======== DATASET ENTRIES

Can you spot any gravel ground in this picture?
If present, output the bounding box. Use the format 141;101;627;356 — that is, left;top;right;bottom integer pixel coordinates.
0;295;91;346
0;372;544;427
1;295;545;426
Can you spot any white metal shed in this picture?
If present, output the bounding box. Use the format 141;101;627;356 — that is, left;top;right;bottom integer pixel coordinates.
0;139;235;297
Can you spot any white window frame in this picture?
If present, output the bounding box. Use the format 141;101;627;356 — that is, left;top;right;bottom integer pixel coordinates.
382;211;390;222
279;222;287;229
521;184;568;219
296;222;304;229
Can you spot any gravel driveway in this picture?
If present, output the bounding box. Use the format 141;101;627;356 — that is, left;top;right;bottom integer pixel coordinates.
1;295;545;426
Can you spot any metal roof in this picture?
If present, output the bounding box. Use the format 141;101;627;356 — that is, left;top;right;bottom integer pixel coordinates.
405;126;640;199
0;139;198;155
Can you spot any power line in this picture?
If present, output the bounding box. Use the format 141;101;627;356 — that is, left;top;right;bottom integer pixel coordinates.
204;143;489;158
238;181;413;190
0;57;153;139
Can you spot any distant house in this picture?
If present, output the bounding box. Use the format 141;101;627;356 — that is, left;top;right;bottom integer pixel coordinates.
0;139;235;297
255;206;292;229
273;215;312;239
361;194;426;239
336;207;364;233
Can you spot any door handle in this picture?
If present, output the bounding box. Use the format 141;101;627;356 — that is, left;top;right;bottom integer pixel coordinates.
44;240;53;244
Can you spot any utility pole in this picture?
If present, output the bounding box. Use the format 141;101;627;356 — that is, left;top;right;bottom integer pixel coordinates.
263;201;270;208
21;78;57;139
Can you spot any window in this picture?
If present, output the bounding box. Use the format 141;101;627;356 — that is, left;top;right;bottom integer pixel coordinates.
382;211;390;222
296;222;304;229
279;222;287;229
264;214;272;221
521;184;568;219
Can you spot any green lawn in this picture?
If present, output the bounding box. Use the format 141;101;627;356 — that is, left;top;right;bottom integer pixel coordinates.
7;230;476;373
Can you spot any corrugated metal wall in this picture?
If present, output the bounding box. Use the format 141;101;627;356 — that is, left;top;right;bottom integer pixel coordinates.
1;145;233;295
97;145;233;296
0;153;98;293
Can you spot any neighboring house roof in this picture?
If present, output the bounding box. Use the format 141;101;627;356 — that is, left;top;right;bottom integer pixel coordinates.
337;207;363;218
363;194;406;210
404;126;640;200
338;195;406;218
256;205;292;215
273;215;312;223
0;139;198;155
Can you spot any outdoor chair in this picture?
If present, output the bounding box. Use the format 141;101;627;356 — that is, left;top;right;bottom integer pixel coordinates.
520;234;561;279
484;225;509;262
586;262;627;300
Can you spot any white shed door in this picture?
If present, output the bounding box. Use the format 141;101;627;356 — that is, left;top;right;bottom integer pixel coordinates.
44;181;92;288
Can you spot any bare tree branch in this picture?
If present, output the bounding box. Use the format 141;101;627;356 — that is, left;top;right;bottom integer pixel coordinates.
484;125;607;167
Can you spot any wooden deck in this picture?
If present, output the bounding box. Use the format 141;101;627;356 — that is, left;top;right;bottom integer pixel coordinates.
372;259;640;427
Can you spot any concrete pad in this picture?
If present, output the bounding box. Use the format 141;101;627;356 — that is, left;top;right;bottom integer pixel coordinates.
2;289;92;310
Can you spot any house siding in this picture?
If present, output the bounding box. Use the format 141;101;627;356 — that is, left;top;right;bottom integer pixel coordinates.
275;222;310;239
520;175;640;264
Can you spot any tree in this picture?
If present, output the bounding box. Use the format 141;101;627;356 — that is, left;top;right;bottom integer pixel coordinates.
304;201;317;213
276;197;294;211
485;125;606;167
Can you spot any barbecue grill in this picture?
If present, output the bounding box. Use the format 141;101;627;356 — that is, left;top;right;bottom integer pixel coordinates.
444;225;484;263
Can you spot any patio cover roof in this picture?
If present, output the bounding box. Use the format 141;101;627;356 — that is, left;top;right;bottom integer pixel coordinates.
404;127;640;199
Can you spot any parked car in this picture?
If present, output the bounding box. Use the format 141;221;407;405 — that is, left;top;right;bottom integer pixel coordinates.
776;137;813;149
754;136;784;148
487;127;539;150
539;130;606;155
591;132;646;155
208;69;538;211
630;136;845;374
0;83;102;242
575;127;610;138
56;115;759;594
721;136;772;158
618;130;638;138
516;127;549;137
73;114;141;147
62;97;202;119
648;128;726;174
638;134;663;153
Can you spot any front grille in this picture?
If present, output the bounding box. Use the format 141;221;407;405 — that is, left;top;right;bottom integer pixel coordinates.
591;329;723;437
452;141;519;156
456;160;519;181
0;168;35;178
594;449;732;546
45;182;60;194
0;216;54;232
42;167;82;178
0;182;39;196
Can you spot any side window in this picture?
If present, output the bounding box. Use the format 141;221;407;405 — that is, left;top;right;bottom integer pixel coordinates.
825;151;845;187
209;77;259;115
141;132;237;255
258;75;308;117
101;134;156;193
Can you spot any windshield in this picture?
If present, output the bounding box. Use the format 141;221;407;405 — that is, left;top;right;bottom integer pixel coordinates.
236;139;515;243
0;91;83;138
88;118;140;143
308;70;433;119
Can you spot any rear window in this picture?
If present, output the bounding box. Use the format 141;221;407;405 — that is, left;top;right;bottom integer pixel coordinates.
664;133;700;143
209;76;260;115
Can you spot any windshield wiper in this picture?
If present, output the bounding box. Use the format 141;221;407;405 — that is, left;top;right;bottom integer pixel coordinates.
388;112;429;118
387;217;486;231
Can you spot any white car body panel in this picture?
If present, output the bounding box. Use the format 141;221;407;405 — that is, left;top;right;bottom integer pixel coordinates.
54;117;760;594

================

Transcribe the listing in full, line by line.

Can you spot any gravel ground in this picture?
If present, output the bounding box. Use the format 141;101;627;356 — that is, left;top;right;bottom integer pixel coordinates.
0;295;91;346
0;372;544;427
1;295;545;426
Can you spot any white metal shed in this picture?
If present, output the bounding box. Use the format 141;101;627;356 — that is, left;top;right;bottom integer pixel coordinates.
0;139;235;297
Can you spot any white window frame in this picture?
If present, output the bounding box. Use the format 141;101;627;356 — that is, left;top;right;bottom integer pixel coordinates.
382;211;390;222
279;222;287;229
521;184;568;219
296;222;304;229
Can you spot any gravel driveway in this picture?
If present, output the bounding box. Use the format 141;101;627;356 — that is, left;top;right;bottom integer pixel coordinates.
1;295;545;426
Can you spot any metal roof in this picture?
If present, output the bounding box. Use the format 141;101;627;356 — that is, left;top;right;bottom integer pixel coordinates.
405;126;640;199
0;139;198;155
Can you spot any power line in this picture?
If present, output the bounding box. Use the format 141;101;627;356 — that is, left;top;right;bottom integer pixel coordinates.
204;143;489;158
238;181;413;190
0;57;153;139
Can you spot any distant house in this picture?
If present, output the bounding box. Use the format 141;101;627;356 — that is, left;top;right;bottom integer pixel coordinates.
0;139;235;297
255;206;292;229
273;215;312;239
361;194;426;239
336;207;364;233
Can you spot any door handle in this picture?
If present, output the bounding box. Use the format 141;101;627;356 — that is, left;top;right;bottom integer pixel coordinates.
44;240;53;244
Can you spot any utility pole in this picture?
If present, output the bounding box. Use the format 141;101;627;356 — that is, left;top;right;bottom integer pixel coordinates.
263;201;270;208
21;78;57;139
Can you spot any window in this picture?
If present, output the bounding box. Use the format 141;101;627;356 — that is, left;top;right;bottom integer pixel coordinates.
382;211;390;222
296;222;304;229
279;222;287;229
264;214;272;221
521;184;568;219
Can you spot any green lawn in this picture?
If present, output the bounding box. Use the format 141;101;627;356 — that is, left;top;right;bottom integer pixel coordinates.
7;230;476;373
Can you spot any corrugated metal wall in this picture?
If present, output the bounding box. Use the format 141;101;627;356 — that is, left;top;right;bottom integer pixel coordinates.
1;145;233;295
97;145;233;296
0;153;98;293
Can you spot any neighboring house roof in this picture?
If present, output the bounding box. Use the format 141;101;627;356 — that is, left;top;right;bottom integer pixel coordinates.
337;207;363;218
363;194;406;210
404;126;640;200
338;195;406;218
256;205;292;215
273;215;312;223
0;139;198;155
Can you spot any outdoor chair in this picture?
If present, output the bounding box. Use the format 141;101;627;356 — that is, left;top;right;bottom integer pixel coordinates.
520;234;561;279
484;225;509;262
586;262;627;300
Can you spot any white shed door in this picture?
If present, output the bounding box. Use the format 141;101;627;356 — that is, left;top;right;bottom integer pixel coordinates.
44;181;92;288
Can you spot any bare tree branch in this picture?
If present, output the bounding box. Use the format 141;101;627;356 — that is, left;top;right;bottom integer pixel coordinates.
484;125;607;167
Can you spot any wooden deck in this picture?
If present, output the bounding box. Use the format 141;101;627;356 — that is, left;top;right;bottom integer pixel coordinates.
372;259;640;427
Can you spot any concrete pad in this picture?
If present, output the bounding box. Use the format 141;101;627;356 — that is, left;top;right;bottom integer pixel coordinates.
2;289;92;310
Can you spot any house siding in this picture?
If present, output the bounding box. Use the format 141;101;627;356 — that is, left;top;right;bottom integer pixel coordinates.
275;222;310;239
520;175;640;264
Can you spot any tree in this picture?
If present, output the bounding box. Use the format 141;101;627;356 — that is, left;top;right;bottom integer pixel coordinates.
304;201;317;213
276;197;294;211
485;125;606;167
Can you spot any barbecue grill in this picture?
If present, output the bounding box. Use the format 141;101;627;356 — that is, left;top;right;bottom integer pixel coordinates.
444;225;484;263
Can you spot any patio cover roof in this picture?
If present, output the bounding box. Use the format 141;101;627;356 — that is, left;top;right;bottom integer pixel coordinates.
404;127;640;199
Can you spot any parked car in this picture?
If present, output the bounding box. Use the format 141;221;407;405 — that is, left;top;right;bottom integer pixel coordinates.
776;137;813;149
754;136;784;148
487;127;539;150
539;130;606;155
591;132;646;155
208;69;538;211
630;136;845;374
0;83;102;242
575;127;610;138
56;115;759;594
721;136;772;158
618;130;638;138
516;127;549;137
73;114;141;147
62;97;202;119
648;128;726;174
638;134;663;153
Can you spot any front grille in this picture?
If present, output the bounding box. Use the format 141;221;407;405 — that is, left;top;right;bottom integer pixel coordinates.
591;329;723;437
452;141;519;156
456;160;519;181
0;168;35;178
594;449;732;546
45;182;60;194
0;216;54;232
42;167;82;178
0;182;39;196
Can you spot any side window in this picture?
If present, output the bounding box. Use the format 141;221;407;405 — that is, left;top;right;bottom integer pixel coordinates.
825;151;845;187
209;77;259;115
141;132;237;255
258;75;308;117
101;134;156;193
Can you spot any windshield in this picture?
If present, output the bounding box. Use the format 141;221;407;405 — that is, left;top;right;bottom integer pixel coordinates.
236;139;515;243
0;91;83;138
88;118;140;143
308;70;433;119
Can you spot any rear window in this picture?
If present, output the bounding box. Use the format 141;221;407;405 — that is, left;top;right;bottom integer pixel coordinates.
664;133;700;143
209;76;260;115
Can you spot any windshield wiper in this picture?
If present, output the bounding box. Use the format 141;221;407;405 — that is, left;top;right;bottom integer pixel coordinates.
388;112;429;118
387;217;486;231
Can you spot any white car body panel in this picture?
If present, output the bounding box. Use the format 141;221;407;405 — that is, left;top;right;bottom integer pixel coordinates.
54;117;760;594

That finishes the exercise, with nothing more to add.